Coordinate annotation entries:
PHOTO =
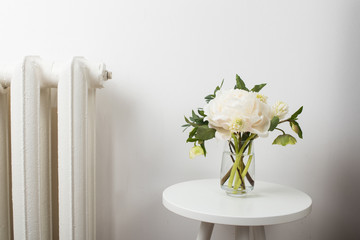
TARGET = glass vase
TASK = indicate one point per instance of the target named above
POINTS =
(237, 175)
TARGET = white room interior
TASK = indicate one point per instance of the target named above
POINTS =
(166, 56)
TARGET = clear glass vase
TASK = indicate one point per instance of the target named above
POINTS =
(237, 175)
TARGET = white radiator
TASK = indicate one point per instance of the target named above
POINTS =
(47, 149)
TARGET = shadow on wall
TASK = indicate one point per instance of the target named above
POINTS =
(114, 126)
(343, 191)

◆ **Written task**: Copy every row above line for line, without changing anything. Leave the pictures out.

◆ **Written solution**:
PHOTO =
TARGET = glass vase
TASK = indicate one point per instance of the target named above
POINTS =
(237, 175)
TARGET = white room interior
TASK = indicate one point per instance of the target named above
POINTS =
(166, 56)
TARGET = clear glass vase
TASK = indicate one point per instance of the target named above
POINTS =
(237, 175)
TARGET = white radiator
TASK = indicate one point per instance of the target named above
POINTS =
(47, 149)
TARGET = shadow on wall
TASK = indicate one point per instance of the target named above
POINTS =
(114, 126)
(343, 191)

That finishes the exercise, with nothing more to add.